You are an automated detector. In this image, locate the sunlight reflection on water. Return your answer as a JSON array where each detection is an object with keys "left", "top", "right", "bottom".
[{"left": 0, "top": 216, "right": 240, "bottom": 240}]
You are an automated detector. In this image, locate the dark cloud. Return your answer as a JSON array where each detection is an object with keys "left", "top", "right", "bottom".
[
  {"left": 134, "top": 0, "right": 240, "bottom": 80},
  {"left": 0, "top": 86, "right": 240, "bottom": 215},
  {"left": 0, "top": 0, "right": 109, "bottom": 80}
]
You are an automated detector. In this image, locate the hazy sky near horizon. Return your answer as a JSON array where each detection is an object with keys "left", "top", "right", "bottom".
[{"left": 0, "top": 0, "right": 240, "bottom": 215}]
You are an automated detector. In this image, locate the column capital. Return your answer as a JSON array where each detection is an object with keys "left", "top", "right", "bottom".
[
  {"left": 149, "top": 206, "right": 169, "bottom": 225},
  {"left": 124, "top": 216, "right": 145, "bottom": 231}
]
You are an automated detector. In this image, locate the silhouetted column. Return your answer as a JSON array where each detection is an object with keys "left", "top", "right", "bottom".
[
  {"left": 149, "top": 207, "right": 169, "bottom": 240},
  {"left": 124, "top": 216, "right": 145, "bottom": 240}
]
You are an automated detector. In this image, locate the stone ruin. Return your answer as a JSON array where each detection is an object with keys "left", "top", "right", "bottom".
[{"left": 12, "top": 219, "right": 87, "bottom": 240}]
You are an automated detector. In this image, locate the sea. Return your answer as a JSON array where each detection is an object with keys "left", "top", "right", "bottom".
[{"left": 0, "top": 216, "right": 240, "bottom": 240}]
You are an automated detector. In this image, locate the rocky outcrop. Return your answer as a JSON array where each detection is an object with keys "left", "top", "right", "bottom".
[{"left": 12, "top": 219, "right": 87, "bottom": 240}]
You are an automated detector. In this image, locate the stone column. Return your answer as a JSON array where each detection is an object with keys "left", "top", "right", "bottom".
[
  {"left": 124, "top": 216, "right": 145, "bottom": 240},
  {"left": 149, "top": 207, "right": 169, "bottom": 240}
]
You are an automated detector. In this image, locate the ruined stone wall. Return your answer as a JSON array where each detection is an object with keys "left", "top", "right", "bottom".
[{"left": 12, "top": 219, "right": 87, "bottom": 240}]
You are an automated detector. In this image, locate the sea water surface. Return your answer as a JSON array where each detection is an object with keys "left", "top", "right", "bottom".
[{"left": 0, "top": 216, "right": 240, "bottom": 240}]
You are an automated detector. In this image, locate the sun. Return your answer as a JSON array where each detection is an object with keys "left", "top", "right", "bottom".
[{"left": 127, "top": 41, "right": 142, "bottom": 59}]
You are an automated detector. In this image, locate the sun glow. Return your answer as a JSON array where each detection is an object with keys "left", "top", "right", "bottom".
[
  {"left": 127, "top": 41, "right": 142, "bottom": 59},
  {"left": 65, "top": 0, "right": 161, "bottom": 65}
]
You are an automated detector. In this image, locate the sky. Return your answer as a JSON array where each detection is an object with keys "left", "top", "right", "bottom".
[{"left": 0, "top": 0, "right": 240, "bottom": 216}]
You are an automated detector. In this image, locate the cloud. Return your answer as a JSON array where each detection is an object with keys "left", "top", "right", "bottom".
══════
*PROBLEM TO WORK ON*. Select and copy every line of the entries above that contains the string "cloud". Matching is case-sensitive.

*PROBLEM SOLUTION*.
You are an automated detector. In this image, locate the dark cloud. Return your answer as a JSON array where each detection is an object with keys "left", "top", "right", "bottom".
You are an automated detector. In this image, locate the cloud. Return your answer as a JSON array where each detection is an object with keys "left", "top", "right", "bottom".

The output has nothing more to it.